| TASK OBJECTIVE |
Present every line of the entries below as a Markdown table with the columns Row and Entry line, numbering the rows and leaving out blank lines.

| INPUT MATERIAL |
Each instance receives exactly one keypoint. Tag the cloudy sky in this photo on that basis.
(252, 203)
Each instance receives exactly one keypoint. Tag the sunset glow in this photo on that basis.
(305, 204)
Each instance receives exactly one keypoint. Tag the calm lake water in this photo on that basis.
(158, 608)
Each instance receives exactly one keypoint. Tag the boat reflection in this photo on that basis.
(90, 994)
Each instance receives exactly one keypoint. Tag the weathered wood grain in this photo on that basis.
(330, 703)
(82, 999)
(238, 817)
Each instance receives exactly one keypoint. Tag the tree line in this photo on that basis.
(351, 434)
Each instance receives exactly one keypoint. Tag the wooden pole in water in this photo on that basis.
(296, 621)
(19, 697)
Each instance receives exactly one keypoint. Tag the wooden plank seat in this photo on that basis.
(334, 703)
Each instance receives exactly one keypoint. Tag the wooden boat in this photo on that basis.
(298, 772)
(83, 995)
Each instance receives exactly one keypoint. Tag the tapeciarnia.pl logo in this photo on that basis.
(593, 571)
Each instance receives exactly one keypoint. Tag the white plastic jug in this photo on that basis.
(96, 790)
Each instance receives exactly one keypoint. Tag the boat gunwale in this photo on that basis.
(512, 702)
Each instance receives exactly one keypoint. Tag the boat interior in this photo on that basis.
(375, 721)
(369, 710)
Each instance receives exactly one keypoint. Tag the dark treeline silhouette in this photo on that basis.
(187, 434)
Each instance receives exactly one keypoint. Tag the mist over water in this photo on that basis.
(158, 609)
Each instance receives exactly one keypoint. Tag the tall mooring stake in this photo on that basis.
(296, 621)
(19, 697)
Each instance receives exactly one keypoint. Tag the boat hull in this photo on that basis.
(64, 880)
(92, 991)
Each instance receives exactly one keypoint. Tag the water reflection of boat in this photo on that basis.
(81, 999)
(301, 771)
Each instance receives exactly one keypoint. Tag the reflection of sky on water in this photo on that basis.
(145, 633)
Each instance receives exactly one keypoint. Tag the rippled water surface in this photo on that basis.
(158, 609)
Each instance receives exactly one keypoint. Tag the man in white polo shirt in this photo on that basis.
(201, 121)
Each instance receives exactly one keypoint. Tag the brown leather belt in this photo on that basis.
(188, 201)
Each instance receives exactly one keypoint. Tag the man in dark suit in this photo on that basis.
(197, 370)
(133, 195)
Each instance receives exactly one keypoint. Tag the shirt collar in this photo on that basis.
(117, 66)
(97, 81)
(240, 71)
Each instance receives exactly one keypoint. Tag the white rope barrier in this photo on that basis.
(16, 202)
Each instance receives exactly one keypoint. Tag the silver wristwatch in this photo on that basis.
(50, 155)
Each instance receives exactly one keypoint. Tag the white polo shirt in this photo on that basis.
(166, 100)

| SOLUTION |
| Row | Entry line |
|---|---|
| 1 | Each instance receives exactly one keypoint. Tag the cloudy sky in this photo on that basis. |
| 2 | (252, 203) |
| 3 | Each instance receives exactly one keypoint. Tag the sunset glow in this photo on that basis. |
| 4 | (305, 204) |
| 5 | Each instance receives exactly one keypoint. Tag the calm lake water in this photo on that basis. |
| 6 | (158, 608) |
| 7 | Each instance receives exactly one keypoint. Tag the boat reflection in this photo on that basis. |
| 8 | (90, 994) |
| 9 | Each instance receives exactly one keypoint. Tag the weathered wood grain in this photo on that basis. |
| 10 | (330, 703) |
| 11 | (82, 999) |
| 12 | (238, 817) |
| 13 | Each instance receives exactly one keypoint. Tag the tree line in this photo on that basis. |
| 14 | (351, 434) |
| 15 | Each instance receives exactly one keypoint. Tag the wooden pole in water in this photo on that basis. |
| 16 | (296, 621) |
| 17 | (19, 697) |
| 18 | Each instance receives exactly one keypoint. Tag the wooden plank seat in this photo on that basis. |
| 19 | (334, 703) |
| 20 | Each instance receives exactly one keypoint. Tag the wooden boat in this photo on that basis. |
| 21 | (298, 772) |
| 22 | (83, 995) |
| 23 | Each instance receives exactly one keypoint. Tag the tapeciarnia.pl logo in this photo on that basis. |
| 24 | (593, 571) |
| 25 | Each instance receives exactly one keypoint. Tag the white plastic jug in this photo on that basis. |
| 26 | (96, 790) |
| 27 | Each instance receives exactly one keypoint. Tag the boat gunwale in this photo on that basis. |
| 28 | (512, 702) |
| 29 | Each instance receives exactly one keypoint. Tag the boat interior in this photo on that basis. |
| 30 | (375, 721) |
| 31 | (369, 710) |
| 32 | Each instance receives exactly one keypoint. Tag the dark treeline silhouette in this photo on that basis. |
| 33 | (187, 434) |
| 34 | Each instance receives exactly one keypoint. Tag the mist over water in this photo on that basis. |
| 35 | (158, 609) |
| 36 | Each instance receives exactly one keypoint. Tag the tall mooring stake in this photo on that basis. |
| 37 | (296, 621) |
| 38 | (19, 697) |
| 39 | Each instance receives exactly one keypoint. Tag the boat hull in this photo on that basis. |
| 40 | (64, 880) |
| 41 | (92, 991) |
| 42 | Each instance receives exactly one keypoint. Tag the water reflection of boat in this photo on that basis. |
| 43 | (81, 999) |
| 44 | (301, 771) |
| 45 | Each instance receives exactly one keypoint. Tag the reflection of sky on water in this photo on that basis. |
| 46 | (145, 633) |
| 47 | Each instance receives exactly one keypoint. Tag the rippled water surface in this photo on that basis. |
| 48 | (158, 609) |
| 49 | Each instance receives exactly one keypoint. Tag the man in white polo shirt in this photo on that basis. |
| 50 | (201, 121) |
| 51 | Each instance receives exactly one keypoint. Tag the brown leather belt in this photo on that basis. |
| 52 | (188, 201) |
| 53 | Each instance receives exactly one keypoint. Tag the man in dark suit in this photo on that basis. |
| 54 | (197, 370) |
| 55 | (133, 195) |
| 56 | Each instance receives exactly one keypoint. Tag the shirt collar in this photo on that basis. |
| 57 | (117, 66) |
| 58 | (97, 81) |
| 59 | (240, 71) |
| 60 | Each instance receives exactly one keypoint. Tag the white rope barrier in this photo on that basis. |
| 61 | (16, 202) |
| 62 | Each instance receives exactly one keypoint. Tag the silver wristwatch in this photo on that basis. |
| 63 | (50, 155) |
| 64 | Each instance receives exactly one keypoint. Tag the white polo shirt in this photo on that basis. |
| 65 | (166, 100) |